Niedersächsisches Finanzgericht 13. Senat, Urteil vom 14.03.2018, 13 K 114/17, ECLI:DE:FGNI:2018:0314.13K114.17.00

§ 118 S 1 AO, § 119 Abs 3 S 1 AO, § 127 AO, § 146 Abs 2b AO, § 16 AO, § 195 S 2 AO, § 200 Abs 1 AO, § 17 Abs 2 S 3 Nr 2 FVG, § 17 Abs 2 S 4 FVG

Tatbestand

1
Die Beteiligten streiten über die Festsetzung eines Verzögerungsgeldes.
2
Die Klägerin ist eine Gesellschaft bürgerlichen Rechts, bestehend aus den Gesellschaftern A und B. Sie betreiben gemeinschaftlich einen landwirtschaftlichen Betrieb (Ackerbau und Milchviehhaltung). Das Wirtschaftsjahr umfasste jeweils den Zeitraum vom 1. Juli bis 30. Juni. Der Gewinn wurde durch Bestandsvergleich ermittelt.
####################
Gib einen Abschnitt aus dem Seitentext oben wörtlich wieder. Fang bei den Worten mit "Niedersächsisches Finanzgericht 13." an und hör nach "Festsetzung eines Verzögerungsgeldes." auf.

(Einträge zur Annotation von Begrenzungsrahmen)
####################
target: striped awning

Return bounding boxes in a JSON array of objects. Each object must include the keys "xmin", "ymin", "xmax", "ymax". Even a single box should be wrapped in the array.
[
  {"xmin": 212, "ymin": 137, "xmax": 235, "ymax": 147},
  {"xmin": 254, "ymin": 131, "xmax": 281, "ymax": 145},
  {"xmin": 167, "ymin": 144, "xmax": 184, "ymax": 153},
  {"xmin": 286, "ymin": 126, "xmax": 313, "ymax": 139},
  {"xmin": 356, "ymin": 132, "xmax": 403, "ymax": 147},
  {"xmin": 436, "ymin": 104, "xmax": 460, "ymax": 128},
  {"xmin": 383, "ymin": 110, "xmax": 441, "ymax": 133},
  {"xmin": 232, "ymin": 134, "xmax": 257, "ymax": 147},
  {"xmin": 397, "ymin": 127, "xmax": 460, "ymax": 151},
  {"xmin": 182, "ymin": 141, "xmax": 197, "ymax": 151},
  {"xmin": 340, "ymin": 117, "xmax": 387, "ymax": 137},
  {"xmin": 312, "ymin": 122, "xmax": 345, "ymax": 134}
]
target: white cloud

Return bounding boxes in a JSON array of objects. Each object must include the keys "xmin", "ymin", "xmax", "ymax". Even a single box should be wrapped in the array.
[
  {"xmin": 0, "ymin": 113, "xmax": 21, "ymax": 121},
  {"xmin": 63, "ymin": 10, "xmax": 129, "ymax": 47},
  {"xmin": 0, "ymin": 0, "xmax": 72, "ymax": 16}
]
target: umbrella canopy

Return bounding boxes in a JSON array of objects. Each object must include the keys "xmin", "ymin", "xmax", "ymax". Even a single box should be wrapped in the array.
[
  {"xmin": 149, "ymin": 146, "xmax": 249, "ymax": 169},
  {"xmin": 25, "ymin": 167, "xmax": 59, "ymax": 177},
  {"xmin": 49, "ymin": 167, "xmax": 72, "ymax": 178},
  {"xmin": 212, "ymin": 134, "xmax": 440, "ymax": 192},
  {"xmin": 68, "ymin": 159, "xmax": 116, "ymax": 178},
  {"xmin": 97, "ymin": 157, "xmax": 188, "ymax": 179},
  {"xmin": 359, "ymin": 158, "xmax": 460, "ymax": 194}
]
####################
Lösung
Niedersächsisches Finanzgericht 13. Senat, Urteil vom 14.03.2018, 13 K 114/17, ECLI:DE:FGNI:2018:0314.13K114.17.00

§ 118 S 1 AO, § 119 Abs 3 S 1 AO, § 127 AO, § 146 Abs 2b AO, § 16 AO, § 195 S 2 AO, § 200 Abs 1 AO, § 17 Abs 2 S 3 Nr 2 FVG, § 17 Abs 2 S 4 FVG

Tatbestand

1
Die Beteiligten streiten über die Festsetzung eines Verzögerungsgeldes.